» **SOURCE TEXT**
━━━━
I don't, because I have no idea why I should expect any prompt to produce any sort of response.
I spent a few days goofing around with Stable Diffusion and found it frustrating because it could render a response to some prompts that that I found relevant and satisfying, but I couldn't get it to reliably render my intentions. I soon encountered obvious limits of its training set, and the community is adapting to these limits with with networks of domain-specific accessory models.
This experience greatly tempered my expectations: I see AI as a magic paintbrush or story reader. I see no evidence of thinking machine.
If we're going to establish an equivalence comparison between any AI and humans we need a theory for both.
I have yet to see a coherent theory of the AI but I believe there in such in a language I don't understand, just as there's a theory of Conway's Game of Life, which leads to continual fascination with the machine's behavior.
But I've been unable to find any theory of the human, nor will I expect any such theory, because to my eyes life looks like a realm of complexity incomparable any game.
I do have interest in seeing nerds struggle to explain AI, but am surprised that after several years no common vernacular from which a theory might be assembled has yet to appear.
An open-ended article about what AIs can't do seems hopelessly daft. It has already been formally established there are domains of what computation can never do. So to be interesting, a treatment of the limits of AI, being a form of a computer, had better start with a consideration of those domains. But this article does not, nor do any of the comments.
So whatever is going on with this discourse, it appears to me to have nothing to do with understanding of AIs.
━━━━
» **JOB**
Transcribe the comment on AI verbatim, starting at "I spent a few" and ending at "theory for both.".

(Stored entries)
━━━━
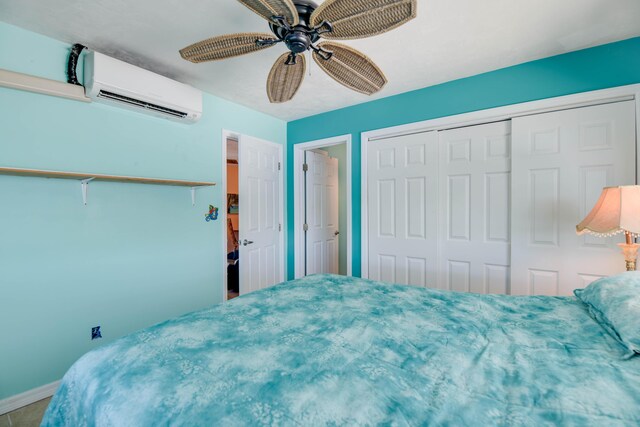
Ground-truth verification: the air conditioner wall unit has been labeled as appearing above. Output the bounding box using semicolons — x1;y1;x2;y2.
84;51;202;123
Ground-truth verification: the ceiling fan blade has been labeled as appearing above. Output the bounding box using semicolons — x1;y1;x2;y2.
310;0;417;40
238;0;299;27
267;52;307;104
180;33;278;63
313;42;387;95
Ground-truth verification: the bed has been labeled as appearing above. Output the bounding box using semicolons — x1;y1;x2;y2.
42;275;640;426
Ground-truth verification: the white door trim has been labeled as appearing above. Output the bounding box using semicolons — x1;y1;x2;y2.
218;129;286;302
0;380;60;415
293;134;353;279
362;84;640;278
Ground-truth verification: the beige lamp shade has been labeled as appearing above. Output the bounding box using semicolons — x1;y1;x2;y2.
576;185;640;236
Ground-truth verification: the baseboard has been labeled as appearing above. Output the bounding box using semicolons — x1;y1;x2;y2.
0;381;60;415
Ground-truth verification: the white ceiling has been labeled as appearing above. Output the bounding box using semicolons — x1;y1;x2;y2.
0;0;640;120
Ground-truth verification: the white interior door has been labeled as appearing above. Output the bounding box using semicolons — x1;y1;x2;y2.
305;150;340;274
366;132;438;287
511;101;636;295
439;121;511;294
238;135;282;294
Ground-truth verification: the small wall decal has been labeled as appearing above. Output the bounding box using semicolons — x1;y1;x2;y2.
91;326;102;340
204;205;218;222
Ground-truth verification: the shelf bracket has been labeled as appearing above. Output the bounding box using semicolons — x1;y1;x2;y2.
191;187;198;206
80;178;95;206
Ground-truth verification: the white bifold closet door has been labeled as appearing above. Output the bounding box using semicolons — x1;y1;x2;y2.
438;121;511;294
305;151;340;274
511;101;636;295
367;132;438;287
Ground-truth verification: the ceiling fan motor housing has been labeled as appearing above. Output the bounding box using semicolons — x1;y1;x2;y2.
269;0;319;54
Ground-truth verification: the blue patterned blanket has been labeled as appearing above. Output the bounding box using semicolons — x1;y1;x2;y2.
42;275;640;426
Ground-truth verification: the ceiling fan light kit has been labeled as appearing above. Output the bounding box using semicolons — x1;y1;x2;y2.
180;0;417;103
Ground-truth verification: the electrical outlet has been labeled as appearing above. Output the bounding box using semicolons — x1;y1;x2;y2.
91;326;102;340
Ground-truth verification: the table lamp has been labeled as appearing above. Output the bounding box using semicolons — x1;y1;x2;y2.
576;185;640;271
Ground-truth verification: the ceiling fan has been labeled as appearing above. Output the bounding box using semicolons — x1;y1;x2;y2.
180;0;417;103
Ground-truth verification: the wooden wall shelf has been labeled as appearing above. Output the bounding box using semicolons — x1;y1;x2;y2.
0;167;216;205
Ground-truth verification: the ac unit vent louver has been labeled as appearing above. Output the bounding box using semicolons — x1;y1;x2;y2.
98;90;187;119
84;50;202;123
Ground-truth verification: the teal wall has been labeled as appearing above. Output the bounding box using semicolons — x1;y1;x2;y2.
0;23;286;400
287;37;640;278
320;144;347;276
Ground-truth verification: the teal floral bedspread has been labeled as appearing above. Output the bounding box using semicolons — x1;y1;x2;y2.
42;275;640;426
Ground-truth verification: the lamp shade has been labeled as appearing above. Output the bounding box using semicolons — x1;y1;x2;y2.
576;185;640;236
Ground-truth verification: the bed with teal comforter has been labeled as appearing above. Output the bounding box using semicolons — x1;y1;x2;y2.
42;275;640;426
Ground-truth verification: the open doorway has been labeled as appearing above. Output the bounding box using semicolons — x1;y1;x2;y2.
226;138;240;300
294;135;352;278
220;130;284;301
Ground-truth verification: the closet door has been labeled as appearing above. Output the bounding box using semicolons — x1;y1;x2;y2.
305;151;339;275
439;121;511;294
367;132;438;287
511;101;636;295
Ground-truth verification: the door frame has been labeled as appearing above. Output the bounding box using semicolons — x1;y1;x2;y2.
218;129;286;302
293;134;353;279
360;84;640;278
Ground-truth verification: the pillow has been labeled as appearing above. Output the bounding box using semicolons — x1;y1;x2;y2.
573;271;640;357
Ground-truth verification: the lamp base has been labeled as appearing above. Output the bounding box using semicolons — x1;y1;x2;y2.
618;243;640;271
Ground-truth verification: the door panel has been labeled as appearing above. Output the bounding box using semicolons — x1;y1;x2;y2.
367;132;438;287
511;101;636;295
305;150;340;274
439;121;511;293
238;135;282;294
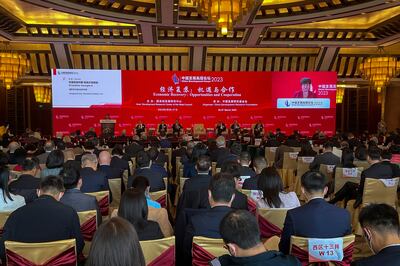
━━━━
» **PROBLEM SOLUTION**
I spent a few days goofing around with Stable Diffusion and found it frustrating because it could render a response to some prompts that that I found relevant and satisfying, but I couldn't get it to reliably render my intentions. I soon encountered obvious limits of its training set, and the community is adapting to these limits with with networks of domain-specific accessory models.
This experience greatly tempered my expectations: I see AI as a magic paintbrush or story reader. I see no evidence of thinking machine.
If we're going to establish an equivalence comparison between any AI and humans we need a theory for both.